Excerpts from a dataset:

*** Block opens ***

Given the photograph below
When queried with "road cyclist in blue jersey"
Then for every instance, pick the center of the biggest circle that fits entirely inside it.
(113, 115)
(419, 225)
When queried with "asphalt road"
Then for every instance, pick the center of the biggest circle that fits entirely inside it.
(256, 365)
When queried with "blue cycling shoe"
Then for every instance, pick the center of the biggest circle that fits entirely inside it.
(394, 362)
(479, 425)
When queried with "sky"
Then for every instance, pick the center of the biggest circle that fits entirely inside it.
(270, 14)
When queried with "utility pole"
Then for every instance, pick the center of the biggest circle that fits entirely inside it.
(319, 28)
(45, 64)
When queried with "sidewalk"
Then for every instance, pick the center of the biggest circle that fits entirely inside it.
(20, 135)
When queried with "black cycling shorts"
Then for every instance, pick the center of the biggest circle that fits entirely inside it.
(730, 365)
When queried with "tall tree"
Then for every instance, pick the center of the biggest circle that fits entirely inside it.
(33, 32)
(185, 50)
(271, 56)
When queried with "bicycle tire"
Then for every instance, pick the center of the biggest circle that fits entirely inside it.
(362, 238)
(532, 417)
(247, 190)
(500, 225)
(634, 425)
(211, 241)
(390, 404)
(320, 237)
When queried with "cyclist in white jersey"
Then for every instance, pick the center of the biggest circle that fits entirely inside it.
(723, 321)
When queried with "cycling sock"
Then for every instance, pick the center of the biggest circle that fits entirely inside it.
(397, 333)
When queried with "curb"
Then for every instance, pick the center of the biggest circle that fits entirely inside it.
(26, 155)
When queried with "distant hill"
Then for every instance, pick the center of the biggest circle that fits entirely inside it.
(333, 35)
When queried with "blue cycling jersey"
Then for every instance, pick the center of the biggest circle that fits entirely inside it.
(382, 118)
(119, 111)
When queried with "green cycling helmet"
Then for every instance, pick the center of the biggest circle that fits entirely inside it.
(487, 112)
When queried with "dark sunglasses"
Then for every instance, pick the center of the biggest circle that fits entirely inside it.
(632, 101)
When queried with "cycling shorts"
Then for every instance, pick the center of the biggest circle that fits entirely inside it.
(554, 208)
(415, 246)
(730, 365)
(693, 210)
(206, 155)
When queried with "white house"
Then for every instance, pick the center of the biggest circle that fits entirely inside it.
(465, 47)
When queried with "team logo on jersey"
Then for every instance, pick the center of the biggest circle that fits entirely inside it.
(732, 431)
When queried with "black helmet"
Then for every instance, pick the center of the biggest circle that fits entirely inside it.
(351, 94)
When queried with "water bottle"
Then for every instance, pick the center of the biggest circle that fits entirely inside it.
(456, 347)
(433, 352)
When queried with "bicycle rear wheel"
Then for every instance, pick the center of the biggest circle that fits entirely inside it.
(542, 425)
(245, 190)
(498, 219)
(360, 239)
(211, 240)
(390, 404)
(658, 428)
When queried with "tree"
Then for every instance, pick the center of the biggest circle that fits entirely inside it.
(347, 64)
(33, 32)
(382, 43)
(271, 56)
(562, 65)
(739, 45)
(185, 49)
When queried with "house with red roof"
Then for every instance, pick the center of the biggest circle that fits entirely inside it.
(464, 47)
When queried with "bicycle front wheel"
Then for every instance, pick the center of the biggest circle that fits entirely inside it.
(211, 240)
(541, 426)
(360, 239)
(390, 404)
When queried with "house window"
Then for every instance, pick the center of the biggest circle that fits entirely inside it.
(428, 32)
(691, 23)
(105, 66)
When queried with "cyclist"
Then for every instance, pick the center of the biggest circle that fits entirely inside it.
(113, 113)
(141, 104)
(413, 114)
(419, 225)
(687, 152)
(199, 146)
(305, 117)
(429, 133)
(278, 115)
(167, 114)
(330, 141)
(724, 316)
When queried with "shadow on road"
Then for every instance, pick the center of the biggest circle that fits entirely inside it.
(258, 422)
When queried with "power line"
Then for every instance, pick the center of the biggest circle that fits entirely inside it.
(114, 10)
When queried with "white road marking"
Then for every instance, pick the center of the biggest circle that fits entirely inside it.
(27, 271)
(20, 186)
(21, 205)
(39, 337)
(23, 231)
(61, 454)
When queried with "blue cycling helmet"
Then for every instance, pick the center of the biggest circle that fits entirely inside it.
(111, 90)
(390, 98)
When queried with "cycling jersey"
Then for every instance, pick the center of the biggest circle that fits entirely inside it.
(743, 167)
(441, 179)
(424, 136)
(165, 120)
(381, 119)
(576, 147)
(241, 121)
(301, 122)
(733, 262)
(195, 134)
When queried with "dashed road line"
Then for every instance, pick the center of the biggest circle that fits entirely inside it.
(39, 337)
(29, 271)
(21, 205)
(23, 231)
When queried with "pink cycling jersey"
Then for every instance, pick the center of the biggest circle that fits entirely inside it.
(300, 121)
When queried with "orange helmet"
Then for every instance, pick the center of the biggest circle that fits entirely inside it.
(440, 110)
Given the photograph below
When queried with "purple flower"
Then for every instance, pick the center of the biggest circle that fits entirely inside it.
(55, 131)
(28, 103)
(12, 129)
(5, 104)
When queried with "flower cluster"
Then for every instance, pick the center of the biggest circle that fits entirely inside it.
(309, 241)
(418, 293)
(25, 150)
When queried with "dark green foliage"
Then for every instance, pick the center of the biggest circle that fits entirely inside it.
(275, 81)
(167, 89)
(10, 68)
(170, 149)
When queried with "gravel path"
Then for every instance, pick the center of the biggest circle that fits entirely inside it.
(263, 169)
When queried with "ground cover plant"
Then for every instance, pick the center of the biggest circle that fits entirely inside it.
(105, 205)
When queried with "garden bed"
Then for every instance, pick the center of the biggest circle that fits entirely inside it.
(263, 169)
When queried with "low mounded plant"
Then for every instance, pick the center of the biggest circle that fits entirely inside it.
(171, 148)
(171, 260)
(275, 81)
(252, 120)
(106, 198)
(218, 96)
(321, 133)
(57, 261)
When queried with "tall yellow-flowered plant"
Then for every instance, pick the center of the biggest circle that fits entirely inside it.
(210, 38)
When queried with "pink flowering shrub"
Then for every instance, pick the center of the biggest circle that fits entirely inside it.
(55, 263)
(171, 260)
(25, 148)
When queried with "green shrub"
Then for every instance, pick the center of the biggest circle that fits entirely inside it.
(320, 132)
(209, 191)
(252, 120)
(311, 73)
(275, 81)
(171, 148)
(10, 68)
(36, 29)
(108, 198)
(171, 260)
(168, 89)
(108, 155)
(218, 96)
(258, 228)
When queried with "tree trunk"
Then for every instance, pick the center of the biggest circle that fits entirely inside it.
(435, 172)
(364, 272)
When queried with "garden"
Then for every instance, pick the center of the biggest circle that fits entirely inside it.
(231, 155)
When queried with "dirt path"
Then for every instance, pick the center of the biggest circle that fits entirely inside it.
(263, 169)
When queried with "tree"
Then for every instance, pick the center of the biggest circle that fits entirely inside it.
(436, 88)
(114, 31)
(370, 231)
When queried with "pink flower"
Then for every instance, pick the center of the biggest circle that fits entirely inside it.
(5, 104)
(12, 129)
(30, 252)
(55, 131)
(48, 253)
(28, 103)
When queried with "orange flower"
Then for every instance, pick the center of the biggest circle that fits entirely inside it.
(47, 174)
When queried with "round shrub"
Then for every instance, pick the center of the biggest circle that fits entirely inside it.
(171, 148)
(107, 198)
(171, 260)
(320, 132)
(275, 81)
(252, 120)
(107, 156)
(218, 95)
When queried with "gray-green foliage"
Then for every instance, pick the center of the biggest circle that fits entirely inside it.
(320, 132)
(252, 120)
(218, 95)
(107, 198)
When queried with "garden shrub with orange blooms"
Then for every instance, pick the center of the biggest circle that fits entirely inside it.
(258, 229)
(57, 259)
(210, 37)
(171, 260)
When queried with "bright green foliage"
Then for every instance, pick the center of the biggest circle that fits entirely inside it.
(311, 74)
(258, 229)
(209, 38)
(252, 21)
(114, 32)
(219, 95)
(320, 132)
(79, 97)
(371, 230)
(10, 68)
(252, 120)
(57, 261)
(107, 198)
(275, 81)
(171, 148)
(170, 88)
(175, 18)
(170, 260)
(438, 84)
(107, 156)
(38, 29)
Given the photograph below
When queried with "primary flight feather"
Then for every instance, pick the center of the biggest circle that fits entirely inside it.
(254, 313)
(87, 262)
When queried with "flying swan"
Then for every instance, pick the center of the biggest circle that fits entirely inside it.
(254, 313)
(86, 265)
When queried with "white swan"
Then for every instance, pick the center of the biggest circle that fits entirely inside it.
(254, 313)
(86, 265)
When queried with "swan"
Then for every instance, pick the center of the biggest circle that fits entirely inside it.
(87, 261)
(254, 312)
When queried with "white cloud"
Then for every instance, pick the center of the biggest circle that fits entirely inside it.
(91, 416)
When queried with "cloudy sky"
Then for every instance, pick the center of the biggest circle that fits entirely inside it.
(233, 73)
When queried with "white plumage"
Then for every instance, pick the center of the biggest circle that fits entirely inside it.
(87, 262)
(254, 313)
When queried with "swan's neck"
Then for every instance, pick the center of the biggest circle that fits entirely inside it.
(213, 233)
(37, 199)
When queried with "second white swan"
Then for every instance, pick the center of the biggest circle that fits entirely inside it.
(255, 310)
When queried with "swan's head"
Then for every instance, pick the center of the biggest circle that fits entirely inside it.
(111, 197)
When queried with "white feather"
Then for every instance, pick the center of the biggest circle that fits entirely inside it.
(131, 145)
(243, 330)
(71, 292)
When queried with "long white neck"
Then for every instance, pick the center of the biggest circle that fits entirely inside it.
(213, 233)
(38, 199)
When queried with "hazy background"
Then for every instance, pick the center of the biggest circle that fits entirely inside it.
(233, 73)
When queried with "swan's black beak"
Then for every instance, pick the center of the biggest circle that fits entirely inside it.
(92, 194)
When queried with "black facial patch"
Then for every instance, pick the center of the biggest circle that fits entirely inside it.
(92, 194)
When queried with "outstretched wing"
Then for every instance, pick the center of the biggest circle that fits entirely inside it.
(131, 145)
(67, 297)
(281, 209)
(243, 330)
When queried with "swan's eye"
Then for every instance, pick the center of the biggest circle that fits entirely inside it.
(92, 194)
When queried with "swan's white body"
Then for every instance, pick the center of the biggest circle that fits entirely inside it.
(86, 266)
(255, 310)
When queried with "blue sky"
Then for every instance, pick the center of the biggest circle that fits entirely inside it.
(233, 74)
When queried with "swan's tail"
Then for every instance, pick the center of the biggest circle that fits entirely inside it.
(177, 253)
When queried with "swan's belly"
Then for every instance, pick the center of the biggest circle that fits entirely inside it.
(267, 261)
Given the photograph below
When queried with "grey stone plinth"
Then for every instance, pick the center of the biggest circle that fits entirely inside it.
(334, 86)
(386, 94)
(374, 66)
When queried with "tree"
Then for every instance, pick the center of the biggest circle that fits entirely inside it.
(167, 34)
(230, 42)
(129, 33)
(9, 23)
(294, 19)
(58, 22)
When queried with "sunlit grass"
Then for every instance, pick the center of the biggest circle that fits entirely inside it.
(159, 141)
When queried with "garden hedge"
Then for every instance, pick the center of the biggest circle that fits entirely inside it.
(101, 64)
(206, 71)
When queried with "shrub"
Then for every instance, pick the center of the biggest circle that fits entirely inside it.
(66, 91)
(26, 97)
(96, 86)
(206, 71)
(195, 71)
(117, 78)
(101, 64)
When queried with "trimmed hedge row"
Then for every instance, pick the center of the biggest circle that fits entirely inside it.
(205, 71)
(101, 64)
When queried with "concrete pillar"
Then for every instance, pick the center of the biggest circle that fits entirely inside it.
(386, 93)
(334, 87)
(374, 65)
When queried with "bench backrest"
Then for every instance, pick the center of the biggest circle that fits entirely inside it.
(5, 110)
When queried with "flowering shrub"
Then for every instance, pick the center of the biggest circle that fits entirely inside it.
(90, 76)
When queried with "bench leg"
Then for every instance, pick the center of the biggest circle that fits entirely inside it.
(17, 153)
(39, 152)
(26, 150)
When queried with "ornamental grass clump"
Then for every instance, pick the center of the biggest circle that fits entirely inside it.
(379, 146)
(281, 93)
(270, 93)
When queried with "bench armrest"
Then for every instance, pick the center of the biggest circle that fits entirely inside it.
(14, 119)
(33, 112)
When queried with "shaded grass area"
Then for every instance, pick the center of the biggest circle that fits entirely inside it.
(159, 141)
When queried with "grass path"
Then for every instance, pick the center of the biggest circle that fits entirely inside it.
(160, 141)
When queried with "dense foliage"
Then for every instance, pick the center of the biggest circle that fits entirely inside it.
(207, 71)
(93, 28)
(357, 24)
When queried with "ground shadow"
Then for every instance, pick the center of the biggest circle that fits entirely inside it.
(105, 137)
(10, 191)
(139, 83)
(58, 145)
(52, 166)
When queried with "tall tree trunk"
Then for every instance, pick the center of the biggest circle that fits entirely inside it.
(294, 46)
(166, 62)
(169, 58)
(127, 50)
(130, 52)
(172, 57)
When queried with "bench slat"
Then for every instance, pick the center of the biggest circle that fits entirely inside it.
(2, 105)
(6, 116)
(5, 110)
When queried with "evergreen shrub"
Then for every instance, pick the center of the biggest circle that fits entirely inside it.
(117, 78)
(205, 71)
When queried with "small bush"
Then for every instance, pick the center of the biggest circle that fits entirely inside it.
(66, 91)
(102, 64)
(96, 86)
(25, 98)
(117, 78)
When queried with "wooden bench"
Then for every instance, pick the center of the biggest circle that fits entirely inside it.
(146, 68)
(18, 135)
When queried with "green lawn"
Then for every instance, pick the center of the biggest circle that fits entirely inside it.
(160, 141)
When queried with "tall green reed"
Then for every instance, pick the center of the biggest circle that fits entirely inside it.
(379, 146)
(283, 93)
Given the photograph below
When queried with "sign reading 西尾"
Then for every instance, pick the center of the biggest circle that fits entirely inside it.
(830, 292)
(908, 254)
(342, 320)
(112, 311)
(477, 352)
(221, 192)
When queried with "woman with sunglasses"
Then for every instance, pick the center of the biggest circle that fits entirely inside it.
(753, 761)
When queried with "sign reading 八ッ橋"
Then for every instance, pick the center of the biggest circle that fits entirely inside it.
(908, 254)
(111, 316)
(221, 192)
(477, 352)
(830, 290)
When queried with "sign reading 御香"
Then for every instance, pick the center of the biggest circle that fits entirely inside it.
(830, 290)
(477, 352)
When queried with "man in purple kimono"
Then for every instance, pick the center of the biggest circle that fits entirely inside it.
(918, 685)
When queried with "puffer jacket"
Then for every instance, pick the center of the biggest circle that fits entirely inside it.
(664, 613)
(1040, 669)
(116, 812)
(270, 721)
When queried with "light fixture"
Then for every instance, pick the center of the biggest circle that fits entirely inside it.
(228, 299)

*** Block closes ***

## What you have to do
Only lines that contain the string "house" count; pick each one out of the records and copy it.

## Reply
When queried with "white house"
When queried with "house with red roof"
When queried with "house window"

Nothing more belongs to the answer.